=== Records provided ===
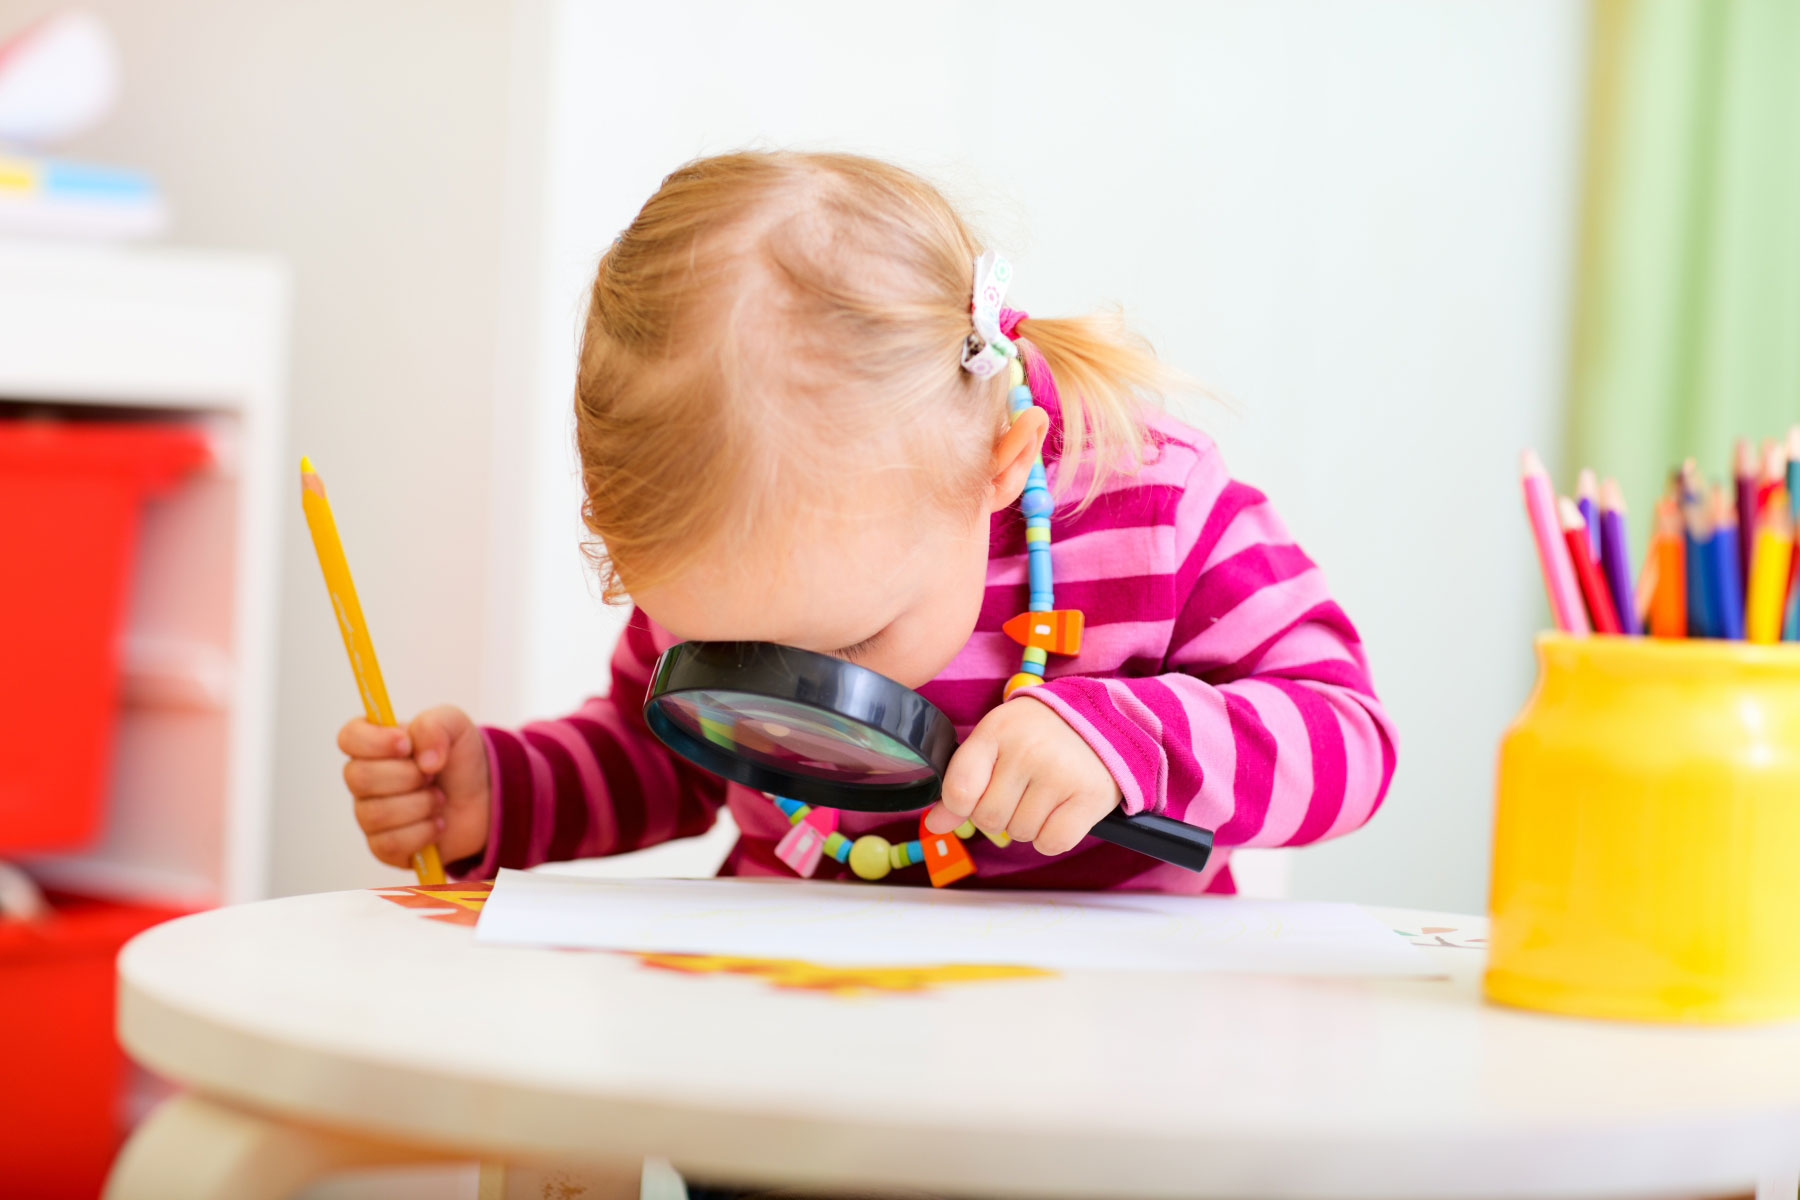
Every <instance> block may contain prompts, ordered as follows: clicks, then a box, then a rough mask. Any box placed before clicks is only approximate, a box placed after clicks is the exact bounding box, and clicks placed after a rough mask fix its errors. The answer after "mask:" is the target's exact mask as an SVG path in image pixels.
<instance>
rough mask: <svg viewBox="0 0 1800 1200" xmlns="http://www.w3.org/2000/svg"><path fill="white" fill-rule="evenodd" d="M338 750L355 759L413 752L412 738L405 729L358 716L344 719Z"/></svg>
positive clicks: (405, 755)
mask: <svg viewBox="0 0 1800 1200" xmlns="http://www.w3.org/2000/svg"><path fill="white" fill-rule="evenodd" d="M338 750H342V752H344V754H347V756H351V757H353V759H387V757H407V756H409V754H412V738H409V736H407V730H403V729H394V727H392V725H374V723H373V721H365V720H362V718H360V716H358V718H355V720H349V721H344V729H340V730H338Z"/></svg>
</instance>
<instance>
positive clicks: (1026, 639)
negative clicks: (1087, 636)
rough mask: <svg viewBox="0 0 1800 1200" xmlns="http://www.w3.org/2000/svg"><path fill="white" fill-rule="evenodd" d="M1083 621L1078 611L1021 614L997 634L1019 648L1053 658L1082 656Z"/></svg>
mask: <svg viewBox="0 0 1800 1200" xmlns="http://www.w3.org/2000/svg"><path fill="white" fill-rule="evenodd" d="M1085 622H1087V619H1085V617H1084V615H1082V610H1080V608H1058V610H1055V612H1022V613H1019V615H1017V617H1013V619H1012V621H1008V622H1006V624H1003V626H1001V630H1003V631H1004V633H1006V637H1010V639H1013V640H1015V642H1019V644H1021V646H1035V648H1040V649H1048V651H1049V653H1053V655H1078V653H1082V626H1084V624H1085Z"/></svg>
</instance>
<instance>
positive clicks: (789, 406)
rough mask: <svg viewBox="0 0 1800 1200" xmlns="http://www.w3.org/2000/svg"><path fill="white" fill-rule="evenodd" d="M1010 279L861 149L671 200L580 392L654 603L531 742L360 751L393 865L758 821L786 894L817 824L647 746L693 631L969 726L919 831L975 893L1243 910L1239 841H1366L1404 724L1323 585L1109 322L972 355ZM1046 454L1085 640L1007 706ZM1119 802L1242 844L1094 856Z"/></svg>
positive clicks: (643, 240) (583, 465) (580, 853)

=== Work instruction ===
Gather every line of the material that contains the word "positive" and list those lines.

=== Expected answer ===
positive clicks: (405, 755)
positive clicks: (1026, 639)
positive clicks: (789, 406)
positive clicks: (643, 240) (583, 465) (580, 853)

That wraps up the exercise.